**TASK DESCRIPTION**
Can you print the part of the text on steroid timing and COVID-19 recovery that opens with the words containing "So generally the" and closes with "responds slowly then."?

START READING PASSAGE

Dr Been additionally reports that in some countries doctors are giving steroids too early which complicates their cases, and they are referred to him. But one thing he noted about them is that none of those seem to turn into long hauler cases. Which is interesting, and a good indicator that steroids at day 8 may not hurt and may actually help reduce risk of long hauler syndrome.
This all together seems to support a view that immunomodulation and moderate immunosuppressives may be beneficial, as long as they are not so strong that they suppress viral elimination during the day1-8 viral period.
Regarding the results of the RECOVERY trial that steroids are good, but the subset analysis that it may not be hugely good for patients who are not in oxygen - that information is used by some to justify not giving steroids to moderately severe patients ie those with oximeter declines but not oxygen yet. I suspect this is an artifact of this study - ie it could be because they were giving the low dose of 6mg dexamethasone which may not be arresting decline of those who were sick enough to have been admitted to hospital (less severe who were admitted may have had other comorbidities and thus were admitted desire despite being mild) - there could be all such kinds of confounders. Because it flies in the face of everything that doctors are seeing - early treatment doctors who have success are treating with steroids and they do better because the patient doesn't decline - the only difference is a real doctor prescribes steroids according to the patient (and not a preassigned non-changing dose of 6mg prednisolone as in the RECOVERY which is playing with the lives of patients by making the dosing not adjust for patient specific need).
So generally the infectivity period lasts from one day before first symptoms to day 8 or later.
There is some talk that asymptomatic people are infective also - but I find that hard to believe but maybe it happens. Since asymptomatics like young and children are expected to have a strong innate immune response that kills off the virus fast - so it has lower viral peak, and this lower viral debris and so lower inflammation in the post-day-8 period. But maybe there are asymptomatics that are immuno-compromised that have high viral peak but still have low post-day-8 inflammation because immune system is weak and responds slowly then.

END READING PASSAGE
START EXTRACTED DATA

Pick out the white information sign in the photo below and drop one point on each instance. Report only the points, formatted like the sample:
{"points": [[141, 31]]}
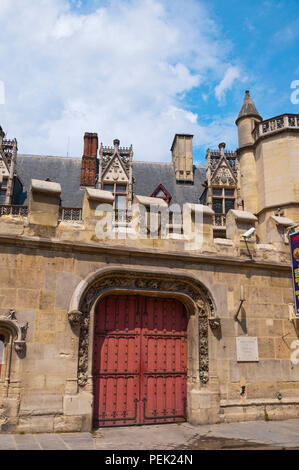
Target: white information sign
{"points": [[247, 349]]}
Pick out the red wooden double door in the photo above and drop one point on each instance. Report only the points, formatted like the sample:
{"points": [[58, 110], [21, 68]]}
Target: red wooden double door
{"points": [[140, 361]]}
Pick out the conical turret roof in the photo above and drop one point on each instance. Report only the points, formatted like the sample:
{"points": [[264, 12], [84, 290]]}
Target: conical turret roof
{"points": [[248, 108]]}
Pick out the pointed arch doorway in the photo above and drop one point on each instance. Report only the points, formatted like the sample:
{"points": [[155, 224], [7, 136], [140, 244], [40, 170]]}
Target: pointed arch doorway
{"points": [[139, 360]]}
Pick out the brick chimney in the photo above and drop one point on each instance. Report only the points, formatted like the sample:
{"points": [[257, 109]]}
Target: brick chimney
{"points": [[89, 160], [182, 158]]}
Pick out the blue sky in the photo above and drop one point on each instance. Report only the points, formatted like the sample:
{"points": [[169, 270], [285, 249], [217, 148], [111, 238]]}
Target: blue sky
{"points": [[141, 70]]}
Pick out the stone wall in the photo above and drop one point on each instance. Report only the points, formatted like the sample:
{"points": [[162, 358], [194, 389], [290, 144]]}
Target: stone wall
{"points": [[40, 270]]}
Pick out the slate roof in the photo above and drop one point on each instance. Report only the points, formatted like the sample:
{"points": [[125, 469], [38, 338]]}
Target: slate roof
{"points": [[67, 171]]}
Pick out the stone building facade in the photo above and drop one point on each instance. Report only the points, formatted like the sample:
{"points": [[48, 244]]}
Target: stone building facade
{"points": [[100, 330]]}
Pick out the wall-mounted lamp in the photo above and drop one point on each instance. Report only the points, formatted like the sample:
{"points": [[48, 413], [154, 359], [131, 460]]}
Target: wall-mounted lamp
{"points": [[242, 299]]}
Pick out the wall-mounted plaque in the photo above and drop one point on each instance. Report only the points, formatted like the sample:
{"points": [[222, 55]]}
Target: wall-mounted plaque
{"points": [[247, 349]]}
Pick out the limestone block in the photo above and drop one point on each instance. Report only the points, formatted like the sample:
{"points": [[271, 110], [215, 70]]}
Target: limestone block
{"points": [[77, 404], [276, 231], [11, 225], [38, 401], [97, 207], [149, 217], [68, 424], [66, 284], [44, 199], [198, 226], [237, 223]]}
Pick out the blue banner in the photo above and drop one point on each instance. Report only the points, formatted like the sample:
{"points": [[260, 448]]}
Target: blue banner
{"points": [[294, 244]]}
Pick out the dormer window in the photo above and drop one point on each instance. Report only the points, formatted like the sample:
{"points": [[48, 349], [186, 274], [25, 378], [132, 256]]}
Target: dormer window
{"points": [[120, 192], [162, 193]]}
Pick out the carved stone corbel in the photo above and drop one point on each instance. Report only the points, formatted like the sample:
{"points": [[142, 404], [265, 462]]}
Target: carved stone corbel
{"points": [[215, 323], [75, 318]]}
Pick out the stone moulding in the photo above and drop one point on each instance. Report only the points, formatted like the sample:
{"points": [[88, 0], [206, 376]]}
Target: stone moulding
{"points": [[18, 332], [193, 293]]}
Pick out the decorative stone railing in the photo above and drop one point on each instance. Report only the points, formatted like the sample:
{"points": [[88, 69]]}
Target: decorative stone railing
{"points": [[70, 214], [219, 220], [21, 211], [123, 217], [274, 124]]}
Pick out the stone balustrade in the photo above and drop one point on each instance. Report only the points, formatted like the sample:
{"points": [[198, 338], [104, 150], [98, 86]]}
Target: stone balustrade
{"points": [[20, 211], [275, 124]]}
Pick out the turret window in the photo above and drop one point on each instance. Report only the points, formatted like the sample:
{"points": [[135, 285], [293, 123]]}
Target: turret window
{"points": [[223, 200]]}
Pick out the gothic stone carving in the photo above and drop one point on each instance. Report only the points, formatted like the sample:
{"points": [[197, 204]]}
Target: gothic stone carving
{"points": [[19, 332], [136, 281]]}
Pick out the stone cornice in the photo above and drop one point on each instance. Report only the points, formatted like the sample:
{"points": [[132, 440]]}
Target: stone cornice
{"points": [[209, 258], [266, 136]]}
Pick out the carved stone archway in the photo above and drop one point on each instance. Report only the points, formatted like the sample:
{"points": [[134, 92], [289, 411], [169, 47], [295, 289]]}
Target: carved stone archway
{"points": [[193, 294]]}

END EXTRACTED DATA
START EXTRACTED DATA

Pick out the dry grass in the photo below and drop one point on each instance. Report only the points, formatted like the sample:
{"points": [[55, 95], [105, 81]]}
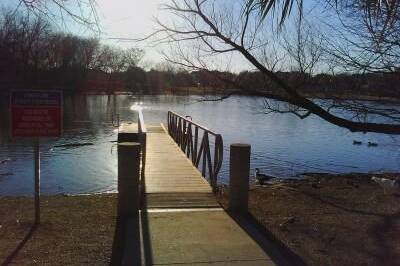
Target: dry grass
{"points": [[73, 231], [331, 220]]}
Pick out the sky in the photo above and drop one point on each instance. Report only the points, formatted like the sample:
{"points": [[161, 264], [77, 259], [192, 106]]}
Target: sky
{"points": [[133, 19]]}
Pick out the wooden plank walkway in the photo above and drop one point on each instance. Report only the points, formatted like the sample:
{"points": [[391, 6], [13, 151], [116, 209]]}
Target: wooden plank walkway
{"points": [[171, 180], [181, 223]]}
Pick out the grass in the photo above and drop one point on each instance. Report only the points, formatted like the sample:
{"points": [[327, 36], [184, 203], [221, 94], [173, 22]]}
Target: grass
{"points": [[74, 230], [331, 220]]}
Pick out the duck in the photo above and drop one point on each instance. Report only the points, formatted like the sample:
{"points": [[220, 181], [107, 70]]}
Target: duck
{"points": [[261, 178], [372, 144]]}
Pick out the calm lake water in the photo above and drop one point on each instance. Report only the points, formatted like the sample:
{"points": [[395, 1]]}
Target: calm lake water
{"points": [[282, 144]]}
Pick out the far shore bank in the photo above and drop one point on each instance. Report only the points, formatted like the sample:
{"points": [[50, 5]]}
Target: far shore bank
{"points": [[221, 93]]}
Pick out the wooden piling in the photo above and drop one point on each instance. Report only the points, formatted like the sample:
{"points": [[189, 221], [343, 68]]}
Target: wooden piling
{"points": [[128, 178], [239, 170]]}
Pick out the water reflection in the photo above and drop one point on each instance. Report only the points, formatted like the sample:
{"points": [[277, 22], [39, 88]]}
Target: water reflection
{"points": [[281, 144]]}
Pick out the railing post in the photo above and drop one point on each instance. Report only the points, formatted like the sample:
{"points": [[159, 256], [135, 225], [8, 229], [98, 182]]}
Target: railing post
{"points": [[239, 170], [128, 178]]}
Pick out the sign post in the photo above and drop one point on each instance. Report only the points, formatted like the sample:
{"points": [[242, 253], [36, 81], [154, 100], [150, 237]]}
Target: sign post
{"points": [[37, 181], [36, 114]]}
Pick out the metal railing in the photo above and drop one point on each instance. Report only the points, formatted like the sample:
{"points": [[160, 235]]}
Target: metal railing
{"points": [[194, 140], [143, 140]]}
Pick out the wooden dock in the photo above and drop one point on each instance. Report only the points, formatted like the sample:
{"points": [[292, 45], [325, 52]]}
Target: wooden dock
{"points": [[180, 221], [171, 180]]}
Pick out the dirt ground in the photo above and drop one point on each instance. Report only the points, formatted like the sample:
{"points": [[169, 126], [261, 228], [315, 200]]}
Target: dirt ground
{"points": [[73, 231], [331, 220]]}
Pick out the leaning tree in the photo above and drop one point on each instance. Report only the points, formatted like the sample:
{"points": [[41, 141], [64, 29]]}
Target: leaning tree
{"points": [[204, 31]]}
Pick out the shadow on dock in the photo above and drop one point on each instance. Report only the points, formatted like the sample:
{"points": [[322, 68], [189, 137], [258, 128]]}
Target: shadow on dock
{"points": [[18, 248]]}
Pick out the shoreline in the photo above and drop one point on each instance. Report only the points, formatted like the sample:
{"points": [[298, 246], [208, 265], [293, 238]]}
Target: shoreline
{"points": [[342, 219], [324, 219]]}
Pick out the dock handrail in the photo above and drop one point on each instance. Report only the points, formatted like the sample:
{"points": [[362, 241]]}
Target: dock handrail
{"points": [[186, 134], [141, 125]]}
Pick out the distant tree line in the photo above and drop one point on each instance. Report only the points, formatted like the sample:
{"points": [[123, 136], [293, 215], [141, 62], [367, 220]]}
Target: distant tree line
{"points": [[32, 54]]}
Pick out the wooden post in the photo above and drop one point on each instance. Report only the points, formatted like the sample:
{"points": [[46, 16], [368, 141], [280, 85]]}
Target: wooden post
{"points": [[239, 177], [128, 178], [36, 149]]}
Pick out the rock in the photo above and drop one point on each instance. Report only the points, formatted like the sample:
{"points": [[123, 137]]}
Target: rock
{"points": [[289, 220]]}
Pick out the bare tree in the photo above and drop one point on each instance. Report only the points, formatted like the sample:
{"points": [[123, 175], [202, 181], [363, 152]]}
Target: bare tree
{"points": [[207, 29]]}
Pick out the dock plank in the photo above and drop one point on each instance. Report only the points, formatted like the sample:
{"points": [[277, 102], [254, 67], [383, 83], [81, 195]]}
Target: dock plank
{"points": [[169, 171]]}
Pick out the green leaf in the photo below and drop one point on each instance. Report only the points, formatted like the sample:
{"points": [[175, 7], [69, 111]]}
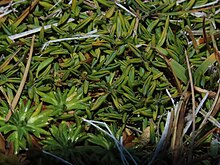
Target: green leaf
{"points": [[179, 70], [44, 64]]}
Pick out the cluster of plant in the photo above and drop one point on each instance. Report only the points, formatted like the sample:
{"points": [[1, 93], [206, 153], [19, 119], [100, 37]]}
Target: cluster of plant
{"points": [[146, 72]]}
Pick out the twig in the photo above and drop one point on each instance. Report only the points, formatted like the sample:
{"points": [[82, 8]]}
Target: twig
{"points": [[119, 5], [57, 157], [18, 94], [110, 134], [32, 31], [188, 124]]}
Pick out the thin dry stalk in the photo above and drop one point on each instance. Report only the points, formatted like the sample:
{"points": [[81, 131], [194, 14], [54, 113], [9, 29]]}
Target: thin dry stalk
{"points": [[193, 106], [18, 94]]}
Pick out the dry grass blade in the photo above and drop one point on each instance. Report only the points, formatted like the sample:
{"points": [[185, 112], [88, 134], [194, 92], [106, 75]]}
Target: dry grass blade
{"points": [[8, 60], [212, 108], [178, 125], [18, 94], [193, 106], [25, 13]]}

END EXTRACTED DATA

**FINISHED EXERCISE**
So generally the infectivity period lasts from one day before first symptoms to day 8 or later.
There is some talk that asymptomatic people are infective also - but I find that hard to believe but maybe it happens. Since asymptomatics like young and children are expected to have a strong innate immune response that kills off the virus fast - so it has lower viral peak, and this lower viral debris and so lower inflammation in the post-day-8 period. But maybe there are asymptomatics that are immuno-compromised that have high viral peak but still have low post-day-8 inflammation because immune system is weak and responds slowly then.